◆ LEESTEKST ◆

_ _ _ _ _ _ _

De geschiedenis van de bidprentjes (doodsanctjes) in onze streek

E.H. J. Van den Heuvel

Inleiding

Het gebruik van bidprentjes kwam van Amsterdam Den Haag, langs Noord-Nederland, Antwerpen, Gent naar West-Vlaanderen. Zo staat het ongeveer in het artikel over pastoor Vullers van Oostkerke (1).

Naar aanleiding van dat artikel stelt J. Rau volgende vragen "Was dit toen langs daar (Nederland) een meer verspreide gewoonte dan alhier ? Waren het de priesters die als eersten deze gewoonten invoerden ? Het zou ons veel genoegen doen indien iemand ons daarop antwoordde."

Eigenlijk zou het de moeite waard zijn heel die geschiedenis van het bidprentje in onze streken uitvoerig neer te schrijven en te zoeken naar zijn verre "roots" in het Noorden.

Hoor dat zou een heel boek worden !

Een groot kenner van die materie, Jan Bauwens, schrijft: "Bijna alle vroege doodprentjes laten we zegen tot onge­veer 1825 in onze landen zijn Noordnederlands, enkele uitzonderingen niet te na gesproken ." (2). Zelf zou ik het wel wat willen afzwakken tot ongeveer 1810 voor West-Vlaanderen reeds.".

En de grote kenner en verzamelaar dr. Jozef Van Herck merkt op: "Het blijkt wel, dat althans in Zuid-Nederland onze voorouders bid- of doodprentjes laten drukken voor 1750. Als aparte groep komen ze niet in aanmerking voor 1800." (3)

De geschiedenis van het devotieprentje1.

Bij ons heeft de volksdevotie op weinig andere terreinen zo weelderig gebloeid als op dat van de devotieprentjes (sanctjes of heiligenbeeldekens). De oudste zijn van ... ca 1250 ! Maar dan met de hand getekend!

In het Brussels museum voor Schone Kunsten siert een Kristoffelprent de schoorsteenmantel van het interieur der Boodschap van Maria door de Meester van Flémalle geschilderd in de eerste helft van de 15de eeuw.

Vele van die prentjes werden ingelijst , en versierd met kleur, kantwerk, lapjes in zijde, borduurwerk, gouddraad en sterretjes. Zo heb ik een prent van de Lieve Vrouw van de Potterie in kader.

Voor het drukken gebruikte men eerst houtsneden (14de eeuw), en van 1575 af (tot ca 1850) werd die techniek verdrongen door de kopergravure: zo kwamen fijner details in de tekening.

_ _ _ _ _ _ _

Beantwoord deze vragen over de tekst over bidprentjes:
(a) Van wanneer dateren de oudste devotieprentjes?
(b) Welke meester schilderde de Boodschap van Maria met de Kristoffelprent op de schoorsteenmantel?
(c) Vanaf welk jaar verdrong de kopergravure de houtsnede?
De rijen zijn hier niet nodig.

_ _ _ _ _ _ _

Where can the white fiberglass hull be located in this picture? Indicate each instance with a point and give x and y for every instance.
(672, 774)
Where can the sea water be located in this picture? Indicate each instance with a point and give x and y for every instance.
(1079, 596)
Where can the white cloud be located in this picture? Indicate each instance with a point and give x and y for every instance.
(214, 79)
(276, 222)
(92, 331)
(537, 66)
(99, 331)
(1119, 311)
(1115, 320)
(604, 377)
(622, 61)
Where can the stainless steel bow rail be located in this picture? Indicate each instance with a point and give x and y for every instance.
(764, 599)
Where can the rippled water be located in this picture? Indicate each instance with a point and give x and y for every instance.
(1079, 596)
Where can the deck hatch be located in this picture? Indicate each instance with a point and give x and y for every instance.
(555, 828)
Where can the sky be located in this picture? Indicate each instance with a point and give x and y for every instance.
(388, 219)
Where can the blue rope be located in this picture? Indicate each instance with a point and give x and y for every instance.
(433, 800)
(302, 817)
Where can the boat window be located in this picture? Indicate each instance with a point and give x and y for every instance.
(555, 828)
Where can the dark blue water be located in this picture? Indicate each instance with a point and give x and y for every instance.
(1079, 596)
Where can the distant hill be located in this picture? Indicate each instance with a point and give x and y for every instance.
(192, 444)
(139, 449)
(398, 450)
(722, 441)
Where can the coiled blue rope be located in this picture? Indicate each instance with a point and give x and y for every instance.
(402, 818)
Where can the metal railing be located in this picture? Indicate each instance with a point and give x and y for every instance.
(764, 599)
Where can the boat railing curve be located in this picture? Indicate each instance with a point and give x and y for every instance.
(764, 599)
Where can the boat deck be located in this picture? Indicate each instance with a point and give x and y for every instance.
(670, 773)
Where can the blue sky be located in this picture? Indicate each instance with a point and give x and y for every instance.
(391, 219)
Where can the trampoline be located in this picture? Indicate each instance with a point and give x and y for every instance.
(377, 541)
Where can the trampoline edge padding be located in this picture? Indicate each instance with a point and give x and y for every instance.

_ _ _ _ _ _ _

◆ HET RESULTAAT ◆
(a) Van ca. 1250, en ze waren met de hand getekend.
(b) De Meester van Flémalle.
(c) Vanaf 1575.